**Your assignment**
The task calls for every line of the data to be retyped exactly.

[Data for processing — start]

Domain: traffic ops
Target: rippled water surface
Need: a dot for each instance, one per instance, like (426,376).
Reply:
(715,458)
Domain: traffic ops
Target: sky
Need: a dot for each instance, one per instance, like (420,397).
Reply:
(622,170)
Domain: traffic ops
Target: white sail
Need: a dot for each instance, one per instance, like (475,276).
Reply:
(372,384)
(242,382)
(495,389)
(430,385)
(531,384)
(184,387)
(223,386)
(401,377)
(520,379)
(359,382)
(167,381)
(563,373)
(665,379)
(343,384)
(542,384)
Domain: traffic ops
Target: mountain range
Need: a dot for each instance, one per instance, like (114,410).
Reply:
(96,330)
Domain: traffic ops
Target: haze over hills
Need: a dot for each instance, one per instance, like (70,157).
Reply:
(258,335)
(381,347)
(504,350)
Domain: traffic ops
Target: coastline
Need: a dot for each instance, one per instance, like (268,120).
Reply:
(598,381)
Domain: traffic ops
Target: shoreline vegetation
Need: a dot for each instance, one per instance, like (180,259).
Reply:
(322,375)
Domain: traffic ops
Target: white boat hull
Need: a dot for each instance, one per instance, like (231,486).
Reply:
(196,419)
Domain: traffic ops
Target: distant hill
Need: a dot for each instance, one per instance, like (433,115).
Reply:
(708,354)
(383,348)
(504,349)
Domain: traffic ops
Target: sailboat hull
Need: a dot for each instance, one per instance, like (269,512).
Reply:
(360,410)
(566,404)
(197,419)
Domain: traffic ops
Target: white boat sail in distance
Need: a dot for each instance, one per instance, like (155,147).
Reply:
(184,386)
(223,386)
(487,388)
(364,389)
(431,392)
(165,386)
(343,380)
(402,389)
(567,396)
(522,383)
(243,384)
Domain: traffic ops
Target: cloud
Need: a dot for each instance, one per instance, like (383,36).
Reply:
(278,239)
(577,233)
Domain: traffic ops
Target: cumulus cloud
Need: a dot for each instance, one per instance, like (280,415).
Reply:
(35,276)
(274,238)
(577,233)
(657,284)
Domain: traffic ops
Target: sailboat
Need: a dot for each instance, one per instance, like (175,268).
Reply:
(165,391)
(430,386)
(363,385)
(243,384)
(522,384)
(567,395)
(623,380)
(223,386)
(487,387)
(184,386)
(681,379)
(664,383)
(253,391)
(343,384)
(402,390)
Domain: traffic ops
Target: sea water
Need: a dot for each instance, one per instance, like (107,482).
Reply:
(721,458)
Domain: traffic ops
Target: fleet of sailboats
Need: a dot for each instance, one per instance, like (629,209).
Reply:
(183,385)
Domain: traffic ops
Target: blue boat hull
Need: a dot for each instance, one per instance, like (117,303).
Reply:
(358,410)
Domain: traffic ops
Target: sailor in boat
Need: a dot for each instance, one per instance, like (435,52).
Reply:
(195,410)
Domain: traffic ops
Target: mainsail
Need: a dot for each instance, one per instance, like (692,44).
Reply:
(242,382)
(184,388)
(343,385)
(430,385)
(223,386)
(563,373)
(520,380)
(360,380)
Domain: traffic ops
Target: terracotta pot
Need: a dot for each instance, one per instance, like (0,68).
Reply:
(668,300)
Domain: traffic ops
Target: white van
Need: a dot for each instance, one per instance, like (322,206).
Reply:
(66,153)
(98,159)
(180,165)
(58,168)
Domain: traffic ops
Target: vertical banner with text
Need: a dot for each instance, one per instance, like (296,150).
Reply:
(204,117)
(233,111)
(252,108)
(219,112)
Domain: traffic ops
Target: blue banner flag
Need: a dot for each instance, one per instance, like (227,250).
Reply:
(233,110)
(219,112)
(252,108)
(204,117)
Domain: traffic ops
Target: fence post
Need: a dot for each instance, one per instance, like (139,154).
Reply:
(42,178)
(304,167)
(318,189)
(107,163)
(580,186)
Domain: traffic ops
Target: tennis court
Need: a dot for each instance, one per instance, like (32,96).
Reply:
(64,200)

[Data for processing — finish]

**Answer**
Domain: traffic ops
Target: rippled water surface
Need: a dot for each instance, one per instance, like (426,376).
Reply:
(715,458)
Domain: traffic ops
Target: sky
Need: a dot for each instance, one per instance, like (420,397).
Reply:
(622,170)
Domain: traffic ops
Target: white sail
Need: a dot for each instance, one per instance, like (475,276).
Reply:
(372,384)
(242,382)
(495,389)
(430,385)
(531,384)
(184,387)
(223,386)
(401,377)
(520,379)
(359,382)
(167,381)
(563,373)
(665,379)
(343,384)
(542,384)
Domain: traffic ops
Target: mountain range
Need: a dot for each instance, one per instance, like (114,410).
Reply:
(96,330)
Domain: traffic ops
Target: haze over hills
Need: a dot for each instance, one per instance, like (70,157).
Reply:
(258,335)
(381,347)
(504,350)
Domain: traffic ops
Target: coastline
Need: a dot for each instance, one per instance, like (268,120).
Reply:
(598,381)
Domain: traffic ops
Target: shoreline vegetation
Need: a dot for each instance, one per instance, like (180,259).
Reply:
(322,375)
Domain: traffic ops
Target: white boat hull
Need: a dot for each instance, one per instance, like (231,486).
Reply:
(196,419)
Domain: traffic ops
Target: distant hill
Need: a dot for each instance, one per instance, like (433,115).
Reply:
(708,354)
(383,348)
(504,349)
Domain: traffic ops
Target: sailboat hull
Need: a dot for each instance, one per instance, like (269,512).
Reply:
(360,410)
(566,404)
(197,419)
Domain: traffic ops
Target: white boat sail in distance
Need: a dot for each instance, one per instance, like (155,147).
Reply:
(184,386)
(223,386)
(487,388)
(364,389)
(431,392)
(165,386)
(343,380)
(402,389)
(567,396)
(522,383)
(243,384)
Domain: traffic ops
Target: cloud
Need: a dot for each instance, one per instance, like (383,36).
Reply:
(278,239)
(577,233)
Domain: traffic ops
Target: cumulus cloud
Need: a dot for each instance, one per instance, like (280,415).
Reply:
(35,276)
(274,238)
(577,233)
(657,284)
Domain: traffic ops
Target: sailboat
Need: a dot for each instance, one per instance, like (175,268).
Reply:
(165,391)
(430,386)
(363,385)
(243,384)
(522,384)
(567,395)
(623,380)
(223,386)
(487,387)
(184,386)
(681,379)
(664,383)
(253,391)
(343,384)
(402,390)
Domain: traffic ops
Target: sea water
Need: a dot for each instance, one per instance, like (107,482).
Reply:
(721,458)
Domain: traffic ops
Target: fleet of sailboats
Need: a dot for each instance, one per instance, like (629,209).
Reply:
(183,385)
Domain: traffic ops
Target: blue boat hull
Need: a dot for each instance, one per instance, like (117,303).
Reply:
(358,410)
Domain: traffic ops
Target: sailor in boat
Need: a dot for each instance, one per instance, like (435,52).
Reply:
(195,410)
Domain: traffic ops
Target: mainsail
Need: a dot for each instance, one per instance, like (692,44).
Reply:
(242,382)
(184,388)
(343,385)
(430,385)
(223,386)
(563,373)
(520,380)
(360,380)
Domain: traffic ops
Target: terracotta pot
Need: a dot for each instance, one per instance, like (0,68).
Reply:
(668,300)
Domain: traffic ops
Target: white van
Need: a dot for each instance, one per instance, like (322,206).
Reply:
(66,153)
(98,159)
(180,165)
(58,168)
Domain: traffic ops
Target: vertical banner with text
Need: a dot for each instance, one per instance, like (296,150).
Reply:
(204,117)
(233,111)
(252,108)
(219,112)
Domain: traffic ops
Target: blue banner flag
Need: a dot for each instance, one per instance, like (227,250).
Reply:
(233,110)
(219,112)
(252,108)
(204,117)
Domain: traffic ops
Target: fence post
Need: a dot for each instance, one per instance, like (139,154).
Reply:
(42,178)
(304,167)
(318,189)
(107,163)
(580,186)
Domain: traffic ops
Target: tennis court
Need: a dot for each instance, one per instance, like (32,96).
Reply:
(64,200)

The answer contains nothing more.